-- begin INFORMATION SHOWN --
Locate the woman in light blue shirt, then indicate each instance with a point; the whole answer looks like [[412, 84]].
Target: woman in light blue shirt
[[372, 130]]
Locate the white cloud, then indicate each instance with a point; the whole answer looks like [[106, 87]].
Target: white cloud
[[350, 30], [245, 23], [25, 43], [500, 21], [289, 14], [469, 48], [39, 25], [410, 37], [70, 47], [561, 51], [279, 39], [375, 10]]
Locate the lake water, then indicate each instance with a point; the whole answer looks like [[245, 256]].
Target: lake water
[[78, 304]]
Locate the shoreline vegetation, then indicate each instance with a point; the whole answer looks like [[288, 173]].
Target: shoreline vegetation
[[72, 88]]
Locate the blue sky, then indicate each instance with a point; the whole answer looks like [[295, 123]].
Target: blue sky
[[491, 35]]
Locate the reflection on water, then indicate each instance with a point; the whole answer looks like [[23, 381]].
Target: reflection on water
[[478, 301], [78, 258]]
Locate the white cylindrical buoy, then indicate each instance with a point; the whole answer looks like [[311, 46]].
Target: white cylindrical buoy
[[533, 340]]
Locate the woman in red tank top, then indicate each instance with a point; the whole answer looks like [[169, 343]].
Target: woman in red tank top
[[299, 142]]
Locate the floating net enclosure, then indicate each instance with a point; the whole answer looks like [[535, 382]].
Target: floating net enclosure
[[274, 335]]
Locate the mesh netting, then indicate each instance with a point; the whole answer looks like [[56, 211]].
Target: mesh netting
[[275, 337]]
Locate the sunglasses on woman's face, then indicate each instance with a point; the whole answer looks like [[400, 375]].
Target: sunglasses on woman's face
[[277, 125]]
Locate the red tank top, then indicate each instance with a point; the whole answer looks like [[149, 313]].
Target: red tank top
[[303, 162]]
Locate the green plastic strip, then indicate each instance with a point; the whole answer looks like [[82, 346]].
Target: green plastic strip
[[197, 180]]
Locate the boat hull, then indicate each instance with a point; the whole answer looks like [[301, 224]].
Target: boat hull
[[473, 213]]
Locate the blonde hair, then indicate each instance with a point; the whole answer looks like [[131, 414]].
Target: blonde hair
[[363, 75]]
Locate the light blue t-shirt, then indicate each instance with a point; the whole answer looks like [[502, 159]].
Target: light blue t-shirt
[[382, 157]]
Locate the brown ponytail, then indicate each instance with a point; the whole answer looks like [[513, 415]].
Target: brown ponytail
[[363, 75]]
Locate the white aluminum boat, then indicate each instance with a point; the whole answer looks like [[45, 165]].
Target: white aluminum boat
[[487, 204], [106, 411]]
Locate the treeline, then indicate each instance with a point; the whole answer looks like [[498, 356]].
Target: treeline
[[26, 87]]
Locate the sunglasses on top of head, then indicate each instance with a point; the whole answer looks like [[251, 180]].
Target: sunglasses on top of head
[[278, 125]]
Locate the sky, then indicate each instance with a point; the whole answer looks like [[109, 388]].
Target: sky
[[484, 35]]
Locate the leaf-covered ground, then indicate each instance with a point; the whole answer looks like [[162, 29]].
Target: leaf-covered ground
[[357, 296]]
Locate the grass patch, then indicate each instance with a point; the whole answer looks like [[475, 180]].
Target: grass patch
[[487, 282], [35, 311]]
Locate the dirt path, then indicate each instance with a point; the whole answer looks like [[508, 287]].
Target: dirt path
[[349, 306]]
-- end INFORMATION SHOWN --
__EXERCISE DESCRIPTION__
Copy all the records above verbatim.

__TASK ANSWER__
Locate the woman in light blue shirt, then indicate each instance with a point; the whole answer looks like [[412, 84]].
Target: woman in light blue shirt
[[372, 130]]
Locate the white cloud, then indicate each instance with a point; the whole answer looks like [[106, 87]].
Target: white cloud
[[350, 30], [245, 23], [25, 43], [500, 21], [289, 14], [469, 48], [39, 25], [410, 37], [70, 47], [561, 51], [279, 39], [375, 10]]
Locate the lake water, then indicate each instance with a point; the whole answer looks like [[245, 256]].
Target: lake water
[[78, 304]]
Locate the shoreline vegetation, then indicate each instance with a point; the whole answer looks like [[288, 173]].
Target: shoreline vegetation
[[72, 88]]
Locate the blue sky, then indicate each instance with a point; the whole answer looks like [[295, 123]].
Target: blue sky
[[491, 35]]
Locate the reflection on water, then indicate each instance with a point; the whole answer looks like [[23, 381]].
Target: reflection on water
[[478, 301], [78, 258]]
Locate the white cylindrical buoy, then indicate each instance with a point; the whole answer looks like [[311, 46]].
Target: white cylindrical buoy
[[533, 340]]
Locate the woman in red tank top, then indicate each instance with a point; the whole answer looks like [[169, 343]].
Target: woman in red tank top
[[299, 142]]
Locate the floating net enclosure, then indicate each instance with a point; the whole answer looks like [[535, 382]].
Target: floating net enclosure
[[274, 335]]
Locate the mesh netting, then indicate each instance with a point; the whole answer looks like [[56, 211]].
Target: mesh netting
[[275, 337]]
Locate the sunglasses on woman's face, then indicate each instance with a point; the whole answer looks like [[400, 375]].
Target: sunglasses on woman's face
[[277, 125]]
Locate the red tank top, then indicate each instance with a point; the whole answer looks like [[149, 313]].
Target: red tank top
[[303, 162]]
Locate the green plastic strip, then indicate each instance with a point; the whole answer looks like [[82, 346]].
Target: green plastic strip
[[197, 180]]
Locate the boat hull, then indicate each instance with a point; the whole answer looks like [[301, 224]].
Target: boat hull
[[473, 213]]
Locate the blonde hair, then indicate each instance with a point; the whole answer looks like [[131, 414]].
Target: blonde hair
[[363, 75]]
Locate the light blue t-shirt, then indicate each instance with a point; the whole answer looks like [[502, 159]].
Target: light blue t-shirt
[[382, 157]]
Locate the brown ponytail, then indicate each instance with a point; the whole answer looks like [[513, 415]].
Target: brown ponytail
[[363, 75]]
Locate the white aluminum boat, then indicate each instance with a point; the whole answer looks like [[45, 165]].
Target: white aluminum boat
[[487, 204], [106, 411]]
Locate the treeline, then indicate each instance with a point; the whole answer looks like [[498, 356]].
Target: treeline
[[26, 87]]
Locate the sunglasses on top of head, then indicate each instance with a point; the whole answer looks like [[251, 180]].
Target: sunglasses on top of head
[[278, 125]]
Locate the sky, then indicate each instance with a point; the whole answer looks like [[109, 388]].
Target: sky
[[484, 35]]
Locate the leaf-covered ground, then indicate each instance with a point; the whole answer looks like [[162, 29]].
Target: leaf-covered ground
[[357, 296]]
Locate the grass patch, then indicate each instance with a point; the whole answer looks like [[475, 180]].
Target: grass patch
[[487, 282], [35, 311]]
Locate the dirt path, then indicate each instance with a point; the whole answer looks like [[508, 287]].
Target: dirt path
[[349, 306]]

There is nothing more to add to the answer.